Study text
The problem with this is that we often reach for what we know, which may include Splenda (sucralose), Sweet -n- Low or Aspartame. All of these have unhealthy side effects when ingested long term and what’s worse is that many sugar replacers still spike insulin levels. The flavor alone triggers an insulin response despite there being no glucose in these products.
Try using more natural alternatives if you need to replicate that sweet flavor in some of your recipes. Use whole-leaf stevia (green stevia is preferable, since it is just the dried, ground leaves of the stevia plant), monk fruit, or a sugar alcohol such as erythritol (which is derived from natural ingredients and less likely to cause digestive upset compared to xylitol). Swerve is a popular, yet surprisingly good choice. Just make sure you keep sugar alcohols away from pets.
- Limiting Vegetables & Avoiding Fruits
Though it’s true that some vegetables should be limited since they’re higher in carbs, it’s important that you don’t go overboard and avoid them too frequently. The better option is to limit your portion sizes of vegetables and fruits that are higher in carbs, while eating a generous amount of low carb veg.

The data
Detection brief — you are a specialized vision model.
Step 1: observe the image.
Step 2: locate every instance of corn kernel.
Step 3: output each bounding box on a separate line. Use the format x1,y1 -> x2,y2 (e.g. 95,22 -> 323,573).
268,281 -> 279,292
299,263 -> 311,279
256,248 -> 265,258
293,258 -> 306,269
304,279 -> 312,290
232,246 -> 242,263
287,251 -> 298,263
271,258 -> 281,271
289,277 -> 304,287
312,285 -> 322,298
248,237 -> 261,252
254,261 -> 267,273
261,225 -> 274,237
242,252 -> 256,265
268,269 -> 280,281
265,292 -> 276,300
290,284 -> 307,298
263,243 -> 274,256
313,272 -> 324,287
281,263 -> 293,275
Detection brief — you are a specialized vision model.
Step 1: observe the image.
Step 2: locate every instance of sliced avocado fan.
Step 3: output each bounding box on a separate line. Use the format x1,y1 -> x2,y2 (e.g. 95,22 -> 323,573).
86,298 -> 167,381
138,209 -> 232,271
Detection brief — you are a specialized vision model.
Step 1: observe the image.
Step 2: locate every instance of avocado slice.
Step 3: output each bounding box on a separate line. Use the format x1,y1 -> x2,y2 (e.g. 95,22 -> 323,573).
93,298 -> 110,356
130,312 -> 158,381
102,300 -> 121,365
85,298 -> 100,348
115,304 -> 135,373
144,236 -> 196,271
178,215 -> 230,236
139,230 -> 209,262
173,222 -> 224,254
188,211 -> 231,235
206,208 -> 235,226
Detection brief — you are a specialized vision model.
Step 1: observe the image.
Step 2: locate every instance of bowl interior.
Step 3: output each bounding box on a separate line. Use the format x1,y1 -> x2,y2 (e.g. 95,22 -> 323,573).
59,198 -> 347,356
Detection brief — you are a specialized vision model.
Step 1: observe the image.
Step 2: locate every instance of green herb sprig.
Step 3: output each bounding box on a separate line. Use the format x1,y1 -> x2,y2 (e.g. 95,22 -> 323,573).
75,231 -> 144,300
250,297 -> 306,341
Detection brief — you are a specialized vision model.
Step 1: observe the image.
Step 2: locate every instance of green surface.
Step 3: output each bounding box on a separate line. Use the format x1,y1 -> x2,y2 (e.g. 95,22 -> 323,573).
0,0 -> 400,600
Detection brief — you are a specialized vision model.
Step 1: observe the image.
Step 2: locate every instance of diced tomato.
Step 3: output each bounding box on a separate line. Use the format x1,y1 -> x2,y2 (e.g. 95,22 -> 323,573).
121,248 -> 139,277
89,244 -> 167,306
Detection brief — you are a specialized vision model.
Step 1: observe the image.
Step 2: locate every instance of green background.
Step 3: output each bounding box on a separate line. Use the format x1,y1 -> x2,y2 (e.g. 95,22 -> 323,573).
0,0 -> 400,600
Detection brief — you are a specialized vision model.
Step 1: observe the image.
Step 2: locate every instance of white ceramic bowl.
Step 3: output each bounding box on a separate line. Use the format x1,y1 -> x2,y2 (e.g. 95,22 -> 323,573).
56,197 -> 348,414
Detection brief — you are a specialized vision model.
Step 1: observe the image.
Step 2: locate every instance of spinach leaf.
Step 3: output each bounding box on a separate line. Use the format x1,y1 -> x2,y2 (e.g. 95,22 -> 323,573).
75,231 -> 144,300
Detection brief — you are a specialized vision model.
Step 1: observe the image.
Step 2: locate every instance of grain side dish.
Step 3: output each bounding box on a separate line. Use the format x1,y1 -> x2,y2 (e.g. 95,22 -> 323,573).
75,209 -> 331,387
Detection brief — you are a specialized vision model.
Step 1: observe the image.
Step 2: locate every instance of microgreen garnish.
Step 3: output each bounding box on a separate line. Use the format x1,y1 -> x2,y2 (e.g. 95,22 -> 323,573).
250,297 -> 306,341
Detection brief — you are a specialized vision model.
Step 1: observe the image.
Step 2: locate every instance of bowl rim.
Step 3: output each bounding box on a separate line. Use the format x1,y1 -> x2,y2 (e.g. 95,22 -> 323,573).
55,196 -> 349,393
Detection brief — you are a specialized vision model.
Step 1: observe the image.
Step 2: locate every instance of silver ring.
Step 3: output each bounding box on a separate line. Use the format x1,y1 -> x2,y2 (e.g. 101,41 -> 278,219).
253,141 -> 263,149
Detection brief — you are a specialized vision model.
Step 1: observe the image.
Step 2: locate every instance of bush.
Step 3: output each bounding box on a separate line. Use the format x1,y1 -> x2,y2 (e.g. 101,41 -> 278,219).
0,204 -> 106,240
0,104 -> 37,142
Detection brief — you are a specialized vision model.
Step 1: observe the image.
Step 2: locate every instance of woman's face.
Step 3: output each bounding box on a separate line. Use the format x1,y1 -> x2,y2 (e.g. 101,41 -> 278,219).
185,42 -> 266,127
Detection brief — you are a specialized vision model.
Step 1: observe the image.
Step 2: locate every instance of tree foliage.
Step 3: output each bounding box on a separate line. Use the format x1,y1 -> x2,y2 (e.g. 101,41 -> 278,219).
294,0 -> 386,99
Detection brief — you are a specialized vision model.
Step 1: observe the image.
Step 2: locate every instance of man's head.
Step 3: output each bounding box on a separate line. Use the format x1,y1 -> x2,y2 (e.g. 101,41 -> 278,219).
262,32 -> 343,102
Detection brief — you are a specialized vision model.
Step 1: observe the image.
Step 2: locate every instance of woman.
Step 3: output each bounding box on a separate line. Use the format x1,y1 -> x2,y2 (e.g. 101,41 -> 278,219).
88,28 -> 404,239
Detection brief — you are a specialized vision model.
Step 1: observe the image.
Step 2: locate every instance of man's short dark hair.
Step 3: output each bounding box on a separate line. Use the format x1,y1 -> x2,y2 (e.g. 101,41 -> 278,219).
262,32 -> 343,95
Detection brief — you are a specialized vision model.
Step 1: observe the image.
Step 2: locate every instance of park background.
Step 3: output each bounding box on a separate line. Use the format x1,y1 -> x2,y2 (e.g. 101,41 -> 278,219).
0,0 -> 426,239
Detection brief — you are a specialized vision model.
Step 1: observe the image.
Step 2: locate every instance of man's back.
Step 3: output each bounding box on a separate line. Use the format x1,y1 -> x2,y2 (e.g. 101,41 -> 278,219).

Questions on the material
- 1) In the passage on sweeteners, which sugar alcohol is said to be less likely than xylitol to cause digestive upset?
- 2) Using the passage on sweeteners, explain why reaching for Splenda, Sweet -n- Low or Aspartame is a problem.
The data is not needed for this work.

Solutions in order
- 1) Erythritol.

- 2) All of these have unhealthy side effects when eaten over the long term. Many sugar replacers also still spike insulin levels, because the sweet flavor alone triggers an insulin response even though the products contain no glucose.